Extracted text:

*** Begin section ***

This site is intended for Healthcare Professionals only

Pharmacist pleads guilty to fraudulent codeine script

Profession

Pharmacist pleads guilty to fraudulent codeine script

A locum pharmacist who confessed to writing a fraudulent prescription for “suspicious” quantities of codeine did so after being threatened, his lawyer has told Swindon Magistrates’ Court.

Ariyan Hassan of Southgate in Enfield, who at the time of the incident was working at a Boots branch in Marlborough, was at home putting out his bins when an unnamed man threatened him, the court heard.

The Swindon Advertiser reports that defence lawyer Martin Hadley told the court: “He’s challenged by an individual who says get me this stuff or else.

“It’s not duress because he’d got plenty of time to run – run to the police – in the intervening period. He knows he’s been a fool.

“What he has done is write a prescription. It’s almost childlike in the way that it is drawn. He writes a prescription and it’s a private prescription returnable on Saturday. The significance of that is he isn’t in the pharmacy on that day.

“He’s hoping – his plan was – that the person would come in to collect the prescription and because of it being poorly written out, because they are quantities that would raise suspicion with any reasonable pharmacist, he was hoping that the person would either be refused and or police called.”

*** End section ***

Dataset records:
*** Begin section ***

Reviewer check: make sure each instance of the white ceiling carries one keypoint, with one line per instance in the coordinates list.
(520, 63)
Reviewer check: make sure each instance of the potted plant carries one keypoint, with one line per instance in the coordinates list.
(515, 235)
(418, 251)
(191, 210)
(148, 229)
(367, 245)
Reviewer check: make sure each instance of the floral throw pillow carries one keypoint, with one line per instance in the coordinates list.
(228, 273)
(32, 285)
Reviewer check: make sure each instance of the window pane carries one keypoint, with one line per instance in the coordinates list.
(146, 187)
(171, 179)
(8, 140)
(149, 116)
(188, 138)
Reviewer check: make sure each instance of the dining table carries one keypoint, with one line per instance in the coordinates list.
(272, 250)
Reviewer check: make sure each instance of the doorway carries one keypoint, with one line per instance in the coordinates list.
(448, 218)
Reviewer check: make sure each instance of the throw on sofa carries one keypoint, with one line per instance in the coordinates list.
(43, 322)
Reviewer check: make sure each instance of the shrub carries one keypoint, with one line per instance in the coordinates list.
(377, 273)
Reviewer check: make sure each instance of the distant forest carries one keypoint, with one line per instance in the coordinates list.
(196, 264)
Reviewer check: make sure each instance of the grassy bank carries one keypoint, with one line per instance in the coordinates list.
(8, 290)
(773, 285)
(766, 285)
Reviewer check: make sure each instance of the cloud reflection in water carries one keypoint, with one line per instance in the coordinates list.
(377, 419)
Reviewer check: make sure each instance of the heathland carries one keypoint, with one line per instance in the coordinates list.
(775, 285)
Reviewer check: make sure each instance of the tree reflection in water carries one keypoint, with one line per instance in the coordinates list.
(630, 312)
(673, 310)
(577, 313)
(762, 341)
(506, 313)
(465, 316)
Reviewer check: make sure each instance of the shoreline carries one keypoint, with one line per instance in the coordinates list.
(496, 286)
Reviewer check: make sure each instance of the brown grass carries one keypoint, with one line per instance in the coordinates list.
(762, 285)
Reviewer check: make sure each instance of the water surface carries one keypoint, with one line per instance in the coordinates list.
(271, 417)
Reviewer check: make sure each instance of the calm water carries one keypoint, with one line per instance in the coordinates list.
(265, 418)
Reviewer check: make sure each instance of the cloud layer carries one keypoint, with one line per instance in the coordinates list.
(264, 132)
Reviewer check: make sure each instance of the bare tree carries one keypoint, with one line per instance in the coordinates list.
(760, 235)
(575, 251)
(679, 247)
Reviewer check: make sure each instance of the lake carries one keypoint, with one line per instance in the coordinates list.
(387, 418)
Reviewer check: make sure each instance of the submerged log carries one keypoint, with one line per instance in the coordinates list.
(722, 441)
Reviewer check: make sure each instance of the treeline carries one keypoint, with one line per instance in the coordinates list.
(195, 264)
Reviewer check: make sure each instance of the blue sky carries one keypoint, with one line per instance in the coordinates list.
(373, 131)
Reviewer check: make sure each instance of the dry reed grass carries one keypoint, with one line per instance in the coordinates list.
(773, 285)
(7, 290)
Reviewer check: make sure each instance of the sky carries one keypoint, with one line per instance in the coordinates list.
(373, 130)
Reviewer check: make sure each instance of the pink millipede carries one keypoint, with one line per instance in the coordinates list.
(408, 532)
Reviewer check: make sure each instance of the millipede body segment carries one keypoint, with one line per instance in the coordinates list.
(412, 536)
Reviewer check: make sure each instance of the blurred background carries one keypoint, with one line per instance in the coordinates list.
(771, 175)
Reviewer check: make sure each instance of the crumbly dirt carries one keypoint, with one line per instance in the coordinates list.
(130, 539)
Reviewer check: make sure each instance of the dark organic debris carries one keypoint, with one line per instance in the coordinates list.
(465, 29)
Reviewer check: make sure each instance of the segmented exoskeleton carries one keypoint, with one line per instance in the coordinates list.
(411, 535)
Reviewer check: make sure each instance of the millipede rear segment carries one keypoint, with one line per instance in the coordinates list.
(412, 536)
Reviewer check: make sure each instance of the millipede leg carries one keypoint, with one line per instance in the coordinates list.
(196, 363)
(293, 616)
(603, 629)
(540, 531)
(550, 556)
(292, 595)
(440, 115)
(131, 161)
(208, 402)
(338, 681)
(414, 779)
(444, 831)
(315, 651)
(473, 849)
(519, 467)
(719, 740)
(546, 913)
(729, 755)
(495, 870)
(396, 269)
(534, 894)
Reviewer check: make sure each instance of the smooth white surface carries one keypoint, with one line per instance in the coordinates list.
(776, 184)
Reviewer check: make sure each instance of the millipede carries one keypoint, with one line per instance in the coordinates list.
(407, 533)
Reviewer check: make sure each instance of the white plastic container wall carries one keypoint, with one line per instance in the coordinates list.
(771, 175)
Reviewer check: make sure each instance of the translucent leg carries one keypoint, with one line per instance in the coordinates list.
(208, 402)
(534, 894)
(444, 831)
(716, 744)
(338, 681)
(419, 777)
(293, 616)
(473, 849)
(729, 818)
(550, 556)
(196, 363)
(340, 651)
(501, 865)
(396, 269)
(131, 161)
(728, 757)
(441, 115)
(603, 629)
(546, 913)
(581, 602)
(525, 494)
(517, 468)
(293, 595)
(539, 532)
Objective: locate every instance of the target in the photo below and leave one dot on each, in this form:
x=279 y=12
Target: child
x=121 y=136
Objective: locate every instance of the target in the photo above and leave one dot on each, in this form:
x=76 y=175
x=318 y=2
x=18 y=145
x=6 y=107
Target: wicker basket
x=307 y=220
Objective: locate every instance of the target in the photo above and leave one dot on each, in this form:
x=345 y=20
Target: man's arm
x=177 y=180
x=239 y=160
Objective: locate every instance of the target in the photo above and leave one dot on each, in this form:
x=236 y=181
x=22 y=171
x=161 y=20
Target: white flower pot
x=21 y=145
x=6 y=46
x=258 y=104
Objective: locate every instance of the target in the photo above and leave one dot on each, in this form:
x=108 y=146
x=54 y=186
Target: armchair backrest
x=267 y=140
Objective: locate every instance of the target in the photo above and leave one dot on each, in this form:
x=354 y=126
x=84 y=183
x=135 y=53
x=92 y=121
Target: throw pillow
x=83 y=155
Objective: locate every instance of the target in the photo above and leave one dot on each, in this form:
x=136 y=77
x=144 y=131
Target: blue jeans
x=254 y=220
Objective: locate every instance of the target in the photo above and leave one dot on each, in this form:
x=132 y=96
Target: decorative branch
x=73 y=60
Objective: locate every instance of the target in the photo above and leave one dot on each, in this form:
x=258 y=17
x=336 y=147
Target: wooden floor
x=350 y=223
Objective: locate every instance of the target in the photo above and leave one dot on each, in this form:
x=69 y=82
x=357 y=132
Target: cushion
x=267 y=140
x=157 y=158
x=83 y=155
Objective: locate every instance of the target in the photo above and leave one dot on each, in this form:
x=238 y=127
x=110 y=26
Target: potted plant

*** End section ***

Required tasks:
**1.** Retype the passage of the pharmacist news story from "Ariyan Hassan of" up to and including "the court heard.".
**2.** Write the next part of the news story about the pharmacist's fraudulent codeine prescription, starting after its final sentence.

Results of the tasks:
**1.**
Ariyan Hassan of Southgate in Enfield, who at the time of the incident was working at a Boots branch in Marlborough, was at home putting out his bins when an unnamed man threatened him, the court heard.

**2.**
The court heard that Mr Hassan would face severe consequences after pleading guilty to writing a false prescription, such as potentially being struck off the GPhC register.

Mr Hadley told magistrates that pharmacists have been exposed to threats or actual violence, and said that on a separate occasion Mr Hassan had been stabbed with a needle.

A reference from the locum agency which employs Mr Hassan was presented in which his manager described him as honest, polite and a “good all-round pharmacist”.

Prosecutor Elizabeth Cox said the defendant’s version of events was not accepted by the Crown Prosecution Service, suggesting that Mr Hassan may have had a financial motive for issuing the prescription.

The case will be put to a Newton hearing – a judge-only hearing used when a defendant has pleaded guilty but there are outstanding disagreements between the prosecution and the defence over the facts that will inform the final sentence. This will take place at Swindon Magistrates’ Court on July 30.